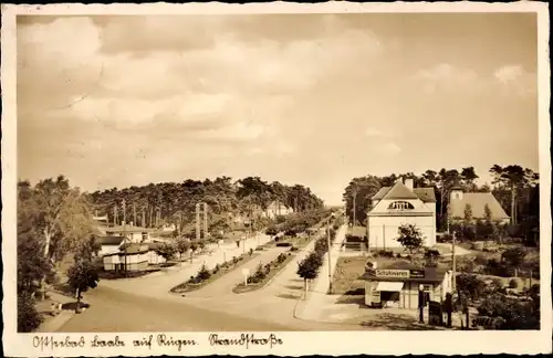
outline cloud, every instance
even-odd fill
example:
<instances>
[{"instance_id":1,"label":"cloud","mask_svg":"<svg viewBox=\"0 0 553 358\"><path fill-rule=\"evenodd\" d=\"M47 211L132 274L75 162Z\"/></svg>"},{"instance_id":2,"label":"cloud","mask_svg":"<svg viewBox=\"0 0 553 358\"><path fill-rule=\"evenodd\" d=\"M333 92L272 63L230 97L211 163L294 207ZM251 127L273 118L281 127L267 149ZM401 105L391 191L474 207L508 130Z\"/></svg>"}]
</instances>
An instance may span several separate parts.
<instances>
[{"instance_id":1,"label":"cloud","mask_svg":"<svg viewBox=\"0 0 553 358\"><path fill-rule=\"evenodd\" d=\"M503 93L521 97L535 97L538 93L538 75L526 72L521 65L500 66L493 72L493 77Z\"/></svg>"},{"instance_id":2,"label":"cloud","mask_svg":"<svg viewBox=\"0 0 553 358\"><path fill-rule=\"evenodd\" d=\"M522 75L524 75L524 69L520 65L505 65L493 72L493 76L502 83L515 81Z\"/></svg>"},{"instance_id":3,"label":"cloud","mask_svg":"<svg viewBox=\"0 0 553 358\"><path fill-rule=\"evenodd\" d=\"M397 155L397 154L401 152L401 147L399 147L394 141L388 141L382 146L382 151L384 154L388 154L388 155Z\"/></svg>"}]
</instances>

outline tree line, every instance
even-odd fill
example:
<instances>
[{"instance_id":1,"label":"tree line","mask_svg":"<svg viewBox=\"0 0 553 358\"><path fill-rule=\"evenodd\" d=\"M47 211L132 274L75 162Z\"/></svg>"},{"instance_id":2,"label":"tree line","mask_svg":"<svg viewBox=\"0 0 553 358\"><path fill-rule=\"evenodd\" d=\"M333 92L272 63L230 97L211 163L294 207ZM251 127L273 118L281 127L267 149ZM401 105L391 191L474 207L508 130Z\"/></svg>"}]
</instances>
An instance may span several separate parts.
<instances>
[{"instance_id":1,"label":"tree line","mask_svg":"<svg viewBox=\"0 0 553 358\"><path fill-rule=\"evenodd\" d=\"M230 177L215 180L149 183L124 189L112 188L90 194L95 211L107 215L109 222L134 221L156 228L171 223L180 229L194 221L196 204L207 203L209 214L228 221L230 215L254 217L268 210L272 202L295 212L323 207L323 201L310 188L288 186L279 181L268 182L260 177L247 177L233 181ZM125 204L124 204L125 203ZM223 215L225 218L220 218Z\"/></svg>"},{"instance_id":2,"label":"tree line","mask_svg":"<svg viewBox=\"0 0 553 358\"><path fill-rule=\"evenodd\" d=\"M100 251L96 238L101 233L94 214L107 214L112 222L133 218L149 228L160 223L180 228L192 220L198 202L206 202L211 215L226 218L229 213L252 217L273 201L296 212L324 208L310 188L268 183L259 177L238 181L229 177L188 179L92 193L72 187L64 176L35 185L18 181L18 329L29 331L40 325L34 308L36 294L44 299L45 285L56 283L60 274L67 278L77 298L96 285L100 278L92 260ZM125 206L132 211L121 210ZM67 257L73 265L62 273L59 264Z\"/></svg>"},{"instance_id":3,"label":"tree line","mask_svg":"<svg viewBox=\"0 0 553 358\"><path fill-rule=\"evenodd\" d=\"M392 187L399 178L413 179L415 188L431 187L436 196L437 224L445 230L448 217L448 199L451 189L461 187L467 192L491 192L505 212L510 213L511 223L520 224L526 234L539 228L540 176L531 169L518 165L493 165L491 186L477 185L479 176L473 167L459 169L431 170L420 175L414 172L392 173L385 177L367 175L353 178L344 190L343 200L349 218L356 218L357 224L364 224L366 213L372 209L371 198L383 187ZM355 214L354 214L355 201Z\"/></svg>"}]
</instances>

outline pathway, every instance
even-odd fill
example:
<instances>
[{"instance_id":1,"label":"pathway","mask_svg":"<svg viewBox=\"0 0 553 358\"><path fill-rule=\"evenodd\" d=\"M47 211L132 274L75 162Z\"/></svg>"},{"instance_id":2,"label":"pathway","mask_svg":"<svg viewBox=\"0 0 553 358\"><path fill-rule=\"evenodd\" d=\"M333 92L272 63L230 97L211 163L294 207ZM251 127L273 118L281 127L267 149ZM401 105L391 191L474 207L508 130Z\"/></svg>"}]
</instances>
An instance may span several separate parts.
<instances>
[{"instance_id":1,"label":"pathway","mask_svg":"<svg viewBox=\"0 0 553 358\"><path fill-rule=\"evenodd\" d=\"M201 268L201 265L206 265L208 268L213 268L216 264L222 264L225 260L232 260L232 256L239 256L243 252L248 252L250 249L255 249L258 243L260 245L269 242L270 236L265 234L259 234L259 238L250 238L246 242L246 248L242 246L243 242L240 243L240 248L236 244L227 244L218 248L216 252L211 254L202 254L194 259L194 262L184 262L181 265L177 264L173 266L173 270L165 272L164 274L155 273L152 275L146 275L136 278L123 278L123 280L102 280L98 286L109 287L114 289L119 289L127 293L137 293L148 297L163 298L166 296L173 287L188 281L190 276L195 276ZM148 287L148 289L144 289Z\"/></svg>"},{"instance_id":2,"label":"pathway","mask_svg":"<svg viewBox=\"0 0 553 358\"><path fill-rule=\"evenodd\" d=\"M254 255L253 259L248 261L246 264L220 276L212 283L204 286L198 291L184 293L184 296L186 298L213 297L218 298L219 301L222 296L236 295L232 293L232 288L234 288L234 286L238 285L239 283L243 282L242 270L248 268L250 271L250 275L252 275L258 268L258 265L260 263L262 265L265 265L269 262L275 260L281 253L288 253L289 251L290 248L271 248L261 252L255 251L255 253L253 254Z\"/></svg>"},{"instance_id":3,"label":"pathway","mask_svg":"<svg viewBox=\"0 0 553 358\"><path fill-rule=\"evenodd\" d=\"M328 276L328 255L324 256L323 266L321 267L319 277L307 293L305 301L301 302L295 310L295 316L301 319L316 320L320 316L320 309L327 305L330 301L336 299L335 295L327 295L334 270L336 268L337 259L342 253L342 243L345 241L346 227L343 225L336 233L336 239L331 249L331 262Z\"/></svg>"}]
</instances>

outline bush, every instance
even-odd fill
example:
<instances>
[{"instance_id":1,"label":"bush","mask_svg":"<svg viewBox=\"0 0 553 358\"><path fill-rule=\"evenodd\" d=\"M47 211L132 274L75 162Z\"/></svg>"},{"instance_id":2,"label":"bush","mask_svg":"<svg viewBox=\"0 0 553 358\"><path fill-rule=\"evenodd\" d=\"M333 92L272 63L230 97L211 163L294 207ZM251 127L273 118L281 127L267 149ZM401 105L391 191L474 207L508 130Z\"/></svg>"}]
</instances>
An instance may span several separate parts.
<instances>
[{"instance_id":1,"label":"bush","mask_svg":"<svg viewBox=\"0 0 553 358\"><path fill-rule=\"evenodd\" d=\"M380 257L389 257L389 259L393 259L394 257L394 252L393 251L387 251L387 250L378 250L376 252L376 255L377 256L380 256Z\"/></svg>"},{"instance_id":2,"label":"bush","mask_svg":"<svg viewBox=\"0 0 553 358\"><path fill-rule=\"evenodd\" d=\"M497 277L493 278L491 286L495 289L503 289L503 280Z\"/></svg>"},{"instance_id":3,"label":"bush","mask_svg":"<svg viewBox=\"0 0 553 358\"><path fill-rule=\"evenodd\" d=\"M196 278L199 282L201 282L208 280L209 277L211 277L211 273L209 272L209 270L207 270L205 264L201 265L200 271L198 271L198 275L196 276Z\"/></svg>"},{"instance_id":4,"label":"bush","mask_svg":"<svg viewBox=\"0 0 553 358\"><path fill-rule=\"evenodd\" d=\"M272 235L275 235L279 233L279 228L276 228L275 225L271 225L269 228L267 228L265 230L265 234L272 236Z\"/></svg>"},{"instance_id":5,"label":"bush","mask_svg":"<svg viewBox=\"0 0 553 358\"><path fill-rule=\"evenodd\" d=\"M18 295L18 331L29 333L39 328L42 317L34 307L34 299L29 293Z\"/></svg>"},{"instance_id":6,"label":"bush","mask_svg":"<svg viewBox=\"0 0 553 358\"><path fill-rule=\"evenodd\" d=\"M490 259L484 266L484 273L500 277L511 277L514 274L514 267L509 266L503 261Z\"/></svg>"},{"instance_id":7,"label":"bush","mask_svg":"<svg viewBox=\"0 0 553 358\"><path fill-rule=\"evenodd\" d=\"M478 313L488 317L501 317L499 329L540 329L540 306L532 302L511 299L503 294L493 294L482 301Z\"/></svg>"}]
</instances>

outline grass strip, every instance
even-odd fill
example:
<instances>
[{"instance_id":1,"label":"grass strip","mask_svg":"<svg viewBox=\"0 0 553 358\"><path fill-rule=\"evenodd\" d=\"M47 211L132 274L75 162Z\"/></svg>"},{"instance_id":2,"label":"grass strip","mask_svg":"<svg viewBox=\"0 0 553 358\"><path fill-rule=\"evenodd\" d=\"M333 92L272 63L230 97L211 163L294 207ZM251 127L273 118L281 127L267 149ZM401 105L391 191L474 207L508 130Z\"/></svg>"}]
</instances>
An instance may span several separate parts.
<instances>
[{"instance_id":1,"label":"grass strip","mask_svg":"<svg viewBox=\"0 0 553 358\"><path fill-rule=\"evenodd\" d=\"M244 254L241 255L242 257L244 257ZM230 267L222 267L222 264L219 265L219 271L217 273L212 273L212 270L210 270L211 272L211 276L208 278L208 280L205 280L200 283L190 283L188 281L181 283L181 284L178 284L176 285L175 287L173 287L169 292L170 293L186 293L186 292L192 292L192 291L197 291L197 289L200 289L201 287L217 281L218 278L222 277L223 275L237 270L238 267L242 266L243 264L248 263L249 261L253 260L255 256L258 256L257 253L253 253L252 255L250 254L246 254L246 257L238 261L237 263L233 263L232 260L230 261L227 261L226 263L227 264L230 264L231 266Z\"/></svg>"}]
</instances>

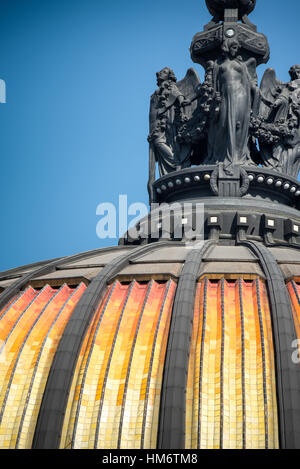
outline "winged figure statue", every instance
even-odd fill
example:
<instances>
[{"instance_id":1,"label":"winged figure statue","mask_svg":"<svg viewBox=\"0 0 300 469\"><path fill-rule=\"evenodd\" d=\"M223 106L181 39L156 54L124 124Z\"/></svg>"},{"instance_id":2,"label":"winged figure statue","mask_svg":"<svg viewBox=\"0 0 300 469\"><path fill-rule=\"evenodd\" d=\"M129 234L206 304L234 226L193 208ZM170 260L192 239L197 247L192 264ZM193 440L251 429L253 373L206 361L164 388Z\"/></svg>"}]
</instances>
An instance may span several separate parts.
══════
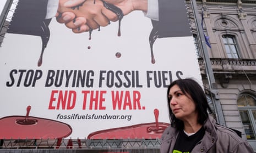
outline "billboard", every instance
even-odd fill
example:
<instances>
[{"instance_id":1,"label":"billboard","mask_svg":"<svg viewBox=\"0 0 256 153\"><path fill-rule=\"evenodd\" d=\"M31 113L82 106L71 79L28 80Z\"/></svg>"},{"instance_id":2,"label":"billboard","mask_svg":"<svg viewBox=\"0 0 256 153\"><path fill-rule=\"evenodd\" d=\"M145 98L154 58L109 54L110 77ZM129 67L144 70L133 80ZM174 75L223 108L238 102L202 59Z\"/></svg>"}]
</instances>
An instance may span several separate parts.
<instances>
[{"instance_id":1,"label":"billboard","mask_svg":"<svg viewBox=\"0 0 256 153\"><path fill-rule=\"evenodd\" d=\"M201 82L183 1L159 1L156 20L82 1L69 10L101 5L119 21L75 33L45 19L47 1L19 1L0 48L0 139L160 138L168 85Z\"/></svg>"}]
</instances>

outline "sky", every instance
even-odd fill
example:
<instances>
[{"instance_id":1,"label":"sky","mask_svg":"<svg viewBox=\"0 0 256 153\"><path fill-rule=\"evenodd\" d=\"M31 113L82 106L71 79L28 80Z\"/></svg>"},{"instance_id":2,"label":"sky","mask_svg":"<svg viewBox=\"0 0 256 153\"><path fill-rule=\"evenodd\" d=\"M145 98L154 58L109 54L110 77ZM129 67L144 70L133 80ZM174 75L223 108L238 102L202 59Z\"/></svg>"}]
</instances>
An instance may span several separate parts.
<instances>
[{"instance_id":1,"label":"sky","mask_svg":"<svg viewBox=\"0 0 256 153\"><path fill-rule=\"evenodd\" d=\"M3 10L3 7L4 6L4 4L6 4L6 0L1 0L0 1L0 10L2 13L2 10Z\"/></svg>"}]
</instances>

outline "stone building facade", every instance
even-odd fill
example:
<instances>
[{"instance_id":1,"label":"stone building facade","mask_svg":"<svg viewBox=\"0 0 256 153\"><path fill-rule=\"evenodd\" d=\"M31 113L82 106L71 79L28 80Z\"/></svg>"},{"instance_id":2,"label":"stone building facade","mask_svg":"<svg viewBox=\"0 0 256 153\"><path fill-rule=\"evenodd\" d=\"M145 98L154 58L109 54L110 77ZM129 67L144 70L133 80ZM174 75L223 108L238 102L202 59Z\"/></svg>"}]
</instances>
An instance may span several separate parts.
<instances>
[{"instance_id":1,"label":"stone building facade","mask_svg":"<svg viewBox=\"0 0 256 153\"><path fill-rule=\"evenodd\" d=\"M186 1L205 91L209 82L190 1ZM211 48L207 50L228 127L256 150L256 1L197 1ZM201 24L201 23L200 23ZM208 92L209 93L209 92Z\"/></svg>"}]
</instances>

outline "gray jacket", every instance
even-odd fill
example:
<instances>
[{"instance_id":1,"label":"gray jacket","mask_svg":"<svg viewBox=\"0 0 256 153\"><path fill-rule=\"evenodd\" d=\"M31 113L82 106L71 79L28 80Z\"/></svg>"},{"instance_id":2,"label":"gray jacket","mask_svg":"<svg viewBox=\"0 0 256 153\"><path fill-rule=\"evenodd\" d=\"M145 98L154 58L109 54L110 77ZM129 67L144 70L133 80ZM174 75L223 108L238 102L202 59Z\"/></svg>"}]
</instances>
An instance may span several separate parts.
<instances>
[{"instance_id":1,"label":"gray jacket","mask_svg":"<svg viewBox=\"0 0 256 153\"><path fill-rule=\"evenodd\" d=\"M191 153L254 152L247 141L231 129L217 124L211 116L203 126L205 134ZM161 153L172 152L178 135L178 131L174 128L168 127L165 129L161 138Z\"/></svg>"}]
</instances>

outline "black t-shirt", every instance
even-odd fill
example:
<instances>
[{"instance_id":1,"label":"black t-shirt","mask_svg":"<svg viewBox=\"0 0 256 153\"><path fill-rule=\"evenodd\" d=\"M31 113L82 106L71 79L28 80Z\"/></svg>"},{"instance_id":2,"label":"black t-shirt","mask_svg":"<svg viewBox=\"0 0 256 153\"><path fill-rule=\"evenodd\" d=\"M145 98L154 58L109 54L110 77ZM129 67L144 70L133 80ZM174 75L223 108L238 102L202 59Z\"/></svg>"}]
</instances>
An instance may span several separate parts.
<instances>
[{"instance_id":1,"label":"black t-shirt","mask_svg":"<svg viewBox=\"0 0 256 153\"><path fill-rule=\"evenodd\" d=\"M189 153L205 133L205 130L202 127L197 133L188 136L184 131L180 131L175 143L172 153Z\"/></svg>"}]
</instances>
══════
**Problem description:** Find every line in the records above that contains the string "outline" and copy each such line.

**Response:**
outline cloud, every instance
outline tree line, every instance
outline pathway, every instance
outline bush, every instance
outline grass strip, every instance
outline "winged figure statue", every instance
outline "billboard", every instance
outline "sky", every instance
outline "stone building facade", every instance
outline "gray jacket", every instance
outline "black t-shirt", every instance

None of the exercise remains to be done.